QUELLO CHE LE LINEE GUIDA SULLO SCOMPENSO NON DICONO

Danilo Puccio

Lo scopo intrinseco delle Linee Guida (LG) è per definizione quello di indirizzare e supportare le nostre scelte cliniche, diagnostiche e terapeutiche, basandosi sulle migliori evidenze scientifiche disponibili al momento della loro stesura. Capita spesso, tuttavia, di trovarsi a dover prendere delle decisioni che sono solo in parte o per nulla suffragate da un’adeguata evidenza scientifica o dal consenso dei più esperti.

Le criticità e le ombre attualmente esistenti nelle più recenti LG europee sulla diagnosi e cura dello Scompenso Cardiaco (SC) acuto e cronico sono state al centro delle tematiche discusse in questa seguitissima Main Session tenutasi in Anfiteatro. Nell’ultima release delle LG ad esempio, grazie ad una precedente intuizione di Lam e Solomon, per la prima volta viene meglio definita una classica “grey area” delle LG precedenti: lo SC con frazione di eiezione compresa tra 40 e 49%, il cosiddetto scompenso cardiaco a funzione “mid range”.

Come chiarito dalla Dott.ssa Aspromonte, questa nuova categoria, a differenza di quanto accadeva nel passato, va intesa come entità nosologica a sé stante, non certo per la presenza di solide evidenze scientifiche relative ad un suo trattamento peculiare, bensì al fine di stimolare e finalizzare la ricerca sullo studio della sua corretta epidemiologia, sulle caratteristiche fisiopatologiche ad essa sottostanti e su specifici trattamenti tailored.

*CONSEGNA*
Prosegui il resoconto sulle linee guida per lo scompenso cardiaco riportato qui sopra, riprendendo subito dopo l'ultima frase.

*DATI MOSTRATI*
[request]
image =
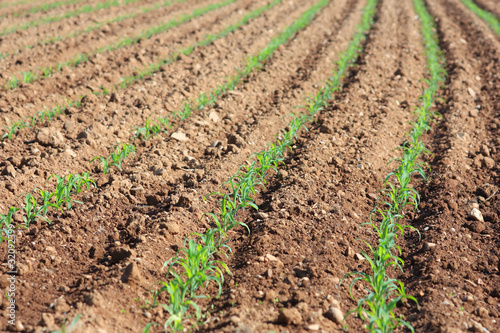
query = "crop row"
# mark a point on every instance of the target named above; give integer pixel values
(31, 76)
(74, 13)
(44, 7)
(194, 267)
(377, 307)
(161, 124)
(95, 26)
(37, 206)
(48, 114)
(486, 16)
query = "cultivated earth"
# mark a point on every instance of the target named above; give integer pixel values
(100, 262)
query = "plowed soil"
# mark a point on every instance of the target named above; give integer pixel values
(306, 236)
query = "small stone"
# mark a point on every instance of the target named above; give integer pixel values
(488, 162)
(131, 274)
(335, 315)
(68, 125)
(120, 253)
(94, 298)
(482, 312)
(136, 190)
(173, 228)
(299, 296)
(153, 199)
(60, 306)
(270, 295)
(349, 252)
(427, 246)
(243, 328)
(10, 171)
(290, 316)
(179, 136)
(48, 320)
(485, 150)
(475, 326)
(471, 92)
(184, 201)
(271, 257)
(213, 116)
(475, 215)
(70, 153)
(312, 327)
(50, 136)
(326, 128)
(468, 299)
(359, 257)
(261, 216)
(235, 139)
(477, 227)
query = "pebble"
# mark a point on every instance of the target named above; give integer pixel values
(120, 253)
(312, 327)
(482, 312)
(359, 257)
(335, 315)
(50, 136)
(475, 215)
(213, 116)
(131, 274)
(179, 136)
(290, 316)
(427, 246)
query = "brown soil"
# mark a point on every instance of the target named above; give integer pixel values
(305, 238)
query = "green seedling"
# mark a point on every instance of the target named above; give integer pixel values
(70, 327)
(6, 223)
(73, 13)
(12, 83)
(29, 77)
(383, 292)
(486, 16)
(243, 185)
(119, 154)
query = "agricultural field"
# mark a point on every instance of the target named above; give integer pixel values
(250, 166)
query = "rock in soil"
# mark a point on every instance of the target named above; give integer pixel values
(290, 316)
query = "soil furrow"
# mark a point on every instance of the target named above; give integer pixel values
(66, 25)
(456, 278)
(141, 177)
(17, 23)
(43, 8)
(489, 5)
(328, 189)
(89, 125)
(40, 56)
(106, 69)
(21, 9)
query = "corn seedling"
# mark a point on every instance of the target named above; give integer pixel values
(127, 41)
(12, 83)
(118, 155)
(242, 186)
(255, 62)
(45, 7)
(74, 13)
(486, 16)
(6, 223)
(125, 82)
(207, 40)
(384, 293)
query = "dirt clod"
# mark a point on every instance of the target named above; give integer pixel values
(335, 315)
(290, 316)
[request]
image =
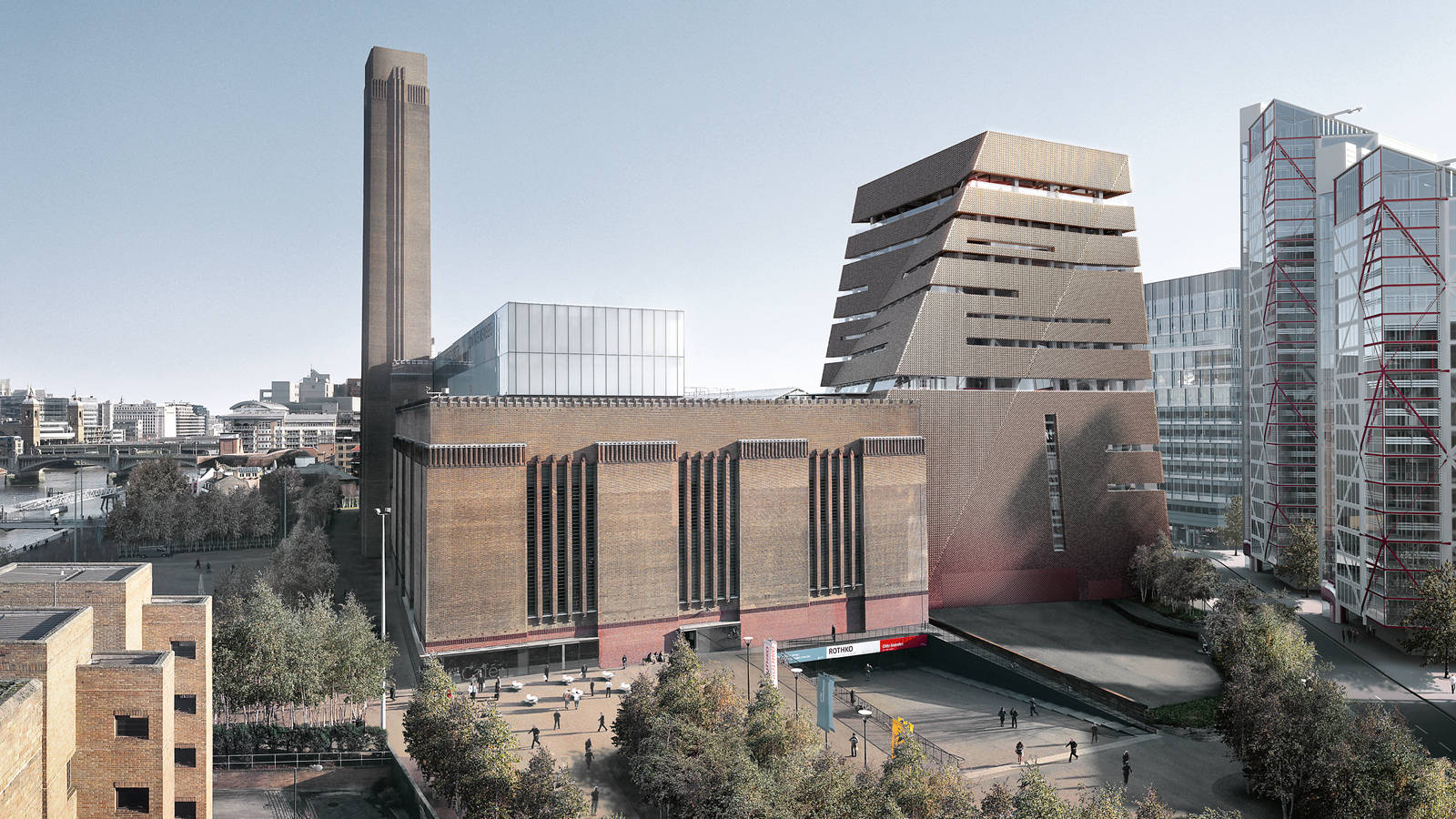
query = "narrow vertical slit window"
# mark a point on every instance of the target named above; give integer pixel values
(1055, 486)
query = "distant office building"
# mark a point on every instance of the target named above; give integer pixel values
(106, 694)
(996, 285)
(1347, 331)
(1193, 329)
(262, 426)
(567, 350)
(579, 530)
(397, 339)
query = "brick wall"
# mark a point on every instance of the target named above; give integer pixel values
(188, 618)
(22, 767)
(106, 761)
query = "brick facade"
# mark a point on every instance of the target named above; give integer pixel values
(485, 560)
(22, 765)
(99, 646)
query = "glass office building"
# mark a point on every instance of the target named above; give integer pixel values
(1193, 331)
(526, 349)
(1349, 347)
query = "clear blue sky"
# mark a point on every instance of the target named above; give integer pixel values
(181, 196)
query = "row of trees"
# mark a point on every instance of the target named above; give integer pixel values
(1174, 581)
(1298, 736)
(691, 743)
(277, 662)
(160, 508)
(470, 758)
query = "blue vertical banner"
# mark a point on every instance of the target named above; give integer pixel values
(826, 702)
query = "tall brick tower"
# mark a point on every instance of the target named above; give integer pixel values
(397, 258)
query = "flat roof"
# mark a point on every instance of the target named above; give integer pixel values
(121, 659)
(33, 624)
(67, 571)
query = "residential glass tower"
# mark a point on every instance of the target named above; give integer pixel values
(1193, 329)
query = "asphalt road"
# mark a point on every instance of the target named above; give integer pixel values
(1433, 724)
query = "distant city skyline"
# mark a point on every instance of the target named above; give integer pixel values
(188, 196)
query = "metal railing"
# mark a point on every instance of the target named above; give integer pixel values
(852, 636)
(303, 760)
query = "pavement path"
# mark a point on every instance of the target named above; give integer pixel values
(1370, 669)
(1092, 642)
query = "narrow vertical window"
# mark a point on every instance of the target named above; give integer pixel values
(1055, 486)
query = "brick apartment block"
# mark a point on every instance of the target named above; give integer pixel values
(533, 531)
(106, 694)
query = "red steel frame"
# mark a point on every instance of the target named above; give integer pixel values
(1387, 390)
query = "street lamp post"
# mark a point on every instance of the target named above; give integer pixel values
(864, 732)
(383, 683)
(747, 671)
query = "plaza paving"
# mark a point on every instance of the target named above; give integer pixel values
(1096, 643)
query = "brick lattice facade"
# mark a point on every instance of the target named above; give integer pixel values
(652, 515)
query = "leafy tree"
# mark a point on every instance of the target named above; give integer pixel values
(1230, 533)
(1299, 561)
(1431, 622)
(1147, 564)
(302, 566)
(1037, 799)
(543, 790)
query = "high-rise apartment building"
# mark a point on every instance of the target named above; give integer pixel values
(996, 285)
(1349, 334)
(106, 694)
(397, 258)
(567, 350)
(1193, 331)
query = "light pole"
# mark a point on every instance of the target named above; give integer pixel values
(747, 672)
(383, 683)
(76, 544)
(864, 732)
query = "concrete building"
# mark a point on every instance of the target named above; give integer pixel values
(996, 285)
(106, 694)
(1346, 259)
(262, 426)
(570, 531)
(1194, 331)
(397, 258)
(567, 350)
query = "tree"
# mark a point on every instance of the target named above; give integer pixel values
(302, 566)
(1299, 561)
(1431, 622)
(543, 790)
(1230, 533)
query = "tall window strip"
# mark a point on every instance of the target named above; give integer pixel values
(836, 522)
(706, 530)
(1055, 486)
(561, 538)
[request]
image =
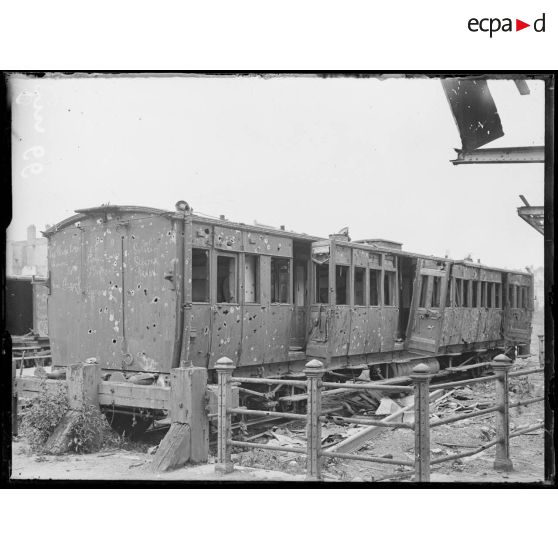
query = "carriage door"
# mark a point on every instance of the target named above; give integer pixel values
(427, 308)
(518, 309)
(300, 302)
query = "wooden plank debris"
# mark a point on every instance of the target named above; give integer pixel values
(358, 440)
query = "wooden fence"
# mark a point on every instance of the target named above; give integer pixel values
(421, 387)
(187, 402)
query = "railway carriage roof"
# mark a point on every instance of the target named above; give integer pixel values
(81, 213)
(103, 209)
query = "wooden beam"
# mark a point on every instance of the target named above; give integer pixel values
(358, 440)
(188, 437)
(82, 384)
(122, 394)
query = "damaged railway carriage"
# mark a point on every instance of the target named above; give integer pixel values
(144, 290)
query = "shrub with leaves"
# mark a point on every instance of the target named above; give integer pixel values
(89, 430)
(44, 414)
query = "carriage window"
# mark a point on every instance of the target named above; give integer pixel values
(459, 292)
(475, 302)
(498, 296)
(342, 284)
(359, 286)
(226, 279)
(423, 291)
(389, 288)
(512, 294)
(280, 280)
(375, 281)
(322, 283)
(466, 297)
(526, 298)
(300, 284)
(251, 278)
(490, 295)
(436, 288)
(200, 275)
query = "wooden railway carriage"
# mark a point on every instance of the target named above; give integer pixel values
(143, 289)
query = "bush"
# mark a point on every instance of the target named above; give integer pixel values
(89, 430)
(44, 414)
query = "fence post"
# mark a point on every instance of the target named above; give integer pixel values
(14, 399)
(421, 382)
(541, 350)
(501, 367)
(314, 371)
(187, 439)
(225, 368)
(83, 385)
(83, 389)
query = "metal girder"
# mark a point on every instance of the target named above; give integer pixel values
(534, 215)
(532, 154)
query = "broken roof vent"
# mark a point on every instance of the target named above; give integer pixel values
(182, 206)
(382, 243)
(342, 235)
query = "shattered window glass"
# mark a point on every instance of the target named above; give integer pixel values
(342, 284)
(200, 275)
(280, 280)
(359, 286)
(226, 279)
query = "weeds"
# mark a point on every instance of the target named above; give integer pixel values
(89, 431)
(44, 414)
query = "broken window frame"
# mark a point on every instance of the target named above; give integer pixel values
(321, 274)
(498, 295)
(490, 294)
(466, 293)
(300, 265)
(458, 293)
(207, 278)
(257, 280)
(359, 300)
(477, 289)
(347, 289)
(449, 293)
(436, 295)
(275, 286)
(423, 292)
(374, 295)
(233, 293)
(390, 288)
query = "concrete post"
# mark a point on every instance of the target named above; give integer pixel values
(314, 371)
(225, 368)
(421, 382)
(501, 366)
(541, 350)
(83, 385)
(14, 399)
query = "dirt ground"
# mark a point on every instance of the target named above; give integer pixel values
(527, 451)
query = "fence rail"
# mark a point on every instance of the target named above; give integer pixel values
(421, 380)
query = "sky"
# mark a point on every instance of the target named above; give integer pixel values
(312, 154)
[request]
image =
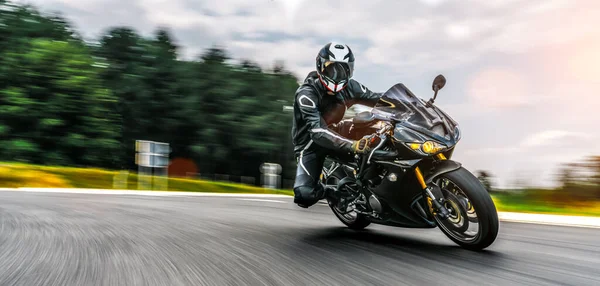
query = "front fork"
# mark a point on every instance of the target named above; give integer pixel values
(442, 212)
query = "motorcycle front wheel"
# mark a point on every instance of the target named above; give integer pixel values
(473, 221)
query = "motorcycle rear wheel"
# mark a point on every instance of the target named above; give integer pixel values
(466, 196)
(352, 219)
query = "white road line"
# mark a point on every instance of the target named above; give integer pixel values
(558, 220)
(263, 200)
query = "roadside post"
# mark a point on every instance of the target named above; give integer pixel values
(270, 175)
(152, 159)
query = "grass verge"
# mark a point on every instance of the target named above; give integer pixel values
(15, 175)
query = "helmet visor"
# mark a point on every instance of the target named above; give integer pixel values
(336, 71)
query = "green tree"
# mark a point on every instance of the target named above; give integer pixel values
(55, 109)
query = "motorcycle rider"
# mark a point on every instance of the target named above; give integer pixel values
(320, 103)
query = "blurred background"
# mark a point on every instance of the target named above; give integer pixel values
(81, 81)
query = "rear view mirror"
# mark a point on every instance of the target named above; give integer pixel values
(438, 83)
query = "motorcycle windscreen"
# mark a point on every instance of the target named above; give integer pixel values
(401, 102)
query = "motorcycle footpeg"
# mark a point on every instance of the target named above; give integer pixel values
(442, 211)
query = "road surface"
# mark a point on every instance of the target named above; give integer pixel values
(86, 239)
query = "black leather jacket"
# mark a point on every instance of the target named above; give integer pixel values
(315, 111)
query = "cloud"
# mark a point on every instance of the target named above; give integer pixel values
(523, 74)
(550, 137)
(498, 88)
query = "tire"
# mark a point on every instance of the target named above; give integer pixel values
(359, 221)
(482, 204)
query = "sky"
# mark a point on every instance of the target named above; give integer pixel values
(523, 76)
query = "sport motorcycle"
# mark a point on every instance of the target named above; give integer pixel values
(409, 179)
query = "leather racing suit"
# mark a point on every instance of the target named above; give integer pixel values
(315, 111)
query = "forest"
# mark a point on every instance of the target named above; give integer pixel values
(66, 101)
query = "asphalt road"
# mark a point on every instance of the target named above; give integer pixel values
(74, 239)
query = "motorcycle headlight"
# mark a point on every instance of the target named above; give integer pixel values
(428, 147)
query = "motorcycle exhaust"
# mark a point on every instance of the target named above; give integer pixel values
(375, 204)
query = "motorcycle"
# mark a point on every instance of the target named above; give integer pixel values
(408, 178)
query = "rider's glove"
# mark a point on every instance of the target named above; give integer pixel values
(362, 146)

*RISPOSTA*
Il Dott. Urbinati successivamente ha trattato un altro aspetto molto delicato ed importante, quello inerente il rapporto tra lo SC e le svariate comorbidità ad esso associabili sia cardiovascolari che non. Anche in questo campo esistono parecchie zone d’ombra relative al fatto che specifiche tipologie di pazienti che ritroviamo nella nostra pratica clinica non corrispondono a quelle selezionate all’interno dei grandi trial di intervento, ad esempio il paziente molto anziano o quello molto giovane o il paziente con insufficienza renale di grado severo tanto per citarne alcuni.

Le comorbidità possono non solo influenzare il nostro approccio terapeutico al paziente scompensato, ma il loro specifico trattamento può di per sé peggiorare la patologia cardiaca di base così come alcune comorbidità possono costituire sia il fattore eziologico stesso dello SC, che il fattore precipitante una sua riacutizzazione.

Il Dott. Oliva ha poi presentato le ultime acquisizioni scientifiche riguardo la terapia dello SC acuto, ponendo l’accento sul punto cruciale dell’argomento, cioè la generalizzazione del trattamento senza tener conto della corretta fenotipizzazione del paziente, con ovvie ripercussioni anche sull’adeguatezza della terapia.

Si è inoltre parlato dell’ottimizzazione della terapia nel paziente con SC cronico, il Dott. Di Tano ha eviscerato in particolar modo le cause e le possibili soluzioni dei casi dei “non responders” al trattamento medico stressando in particolare il concetto dell’importanza dell’aderenza terapeutica.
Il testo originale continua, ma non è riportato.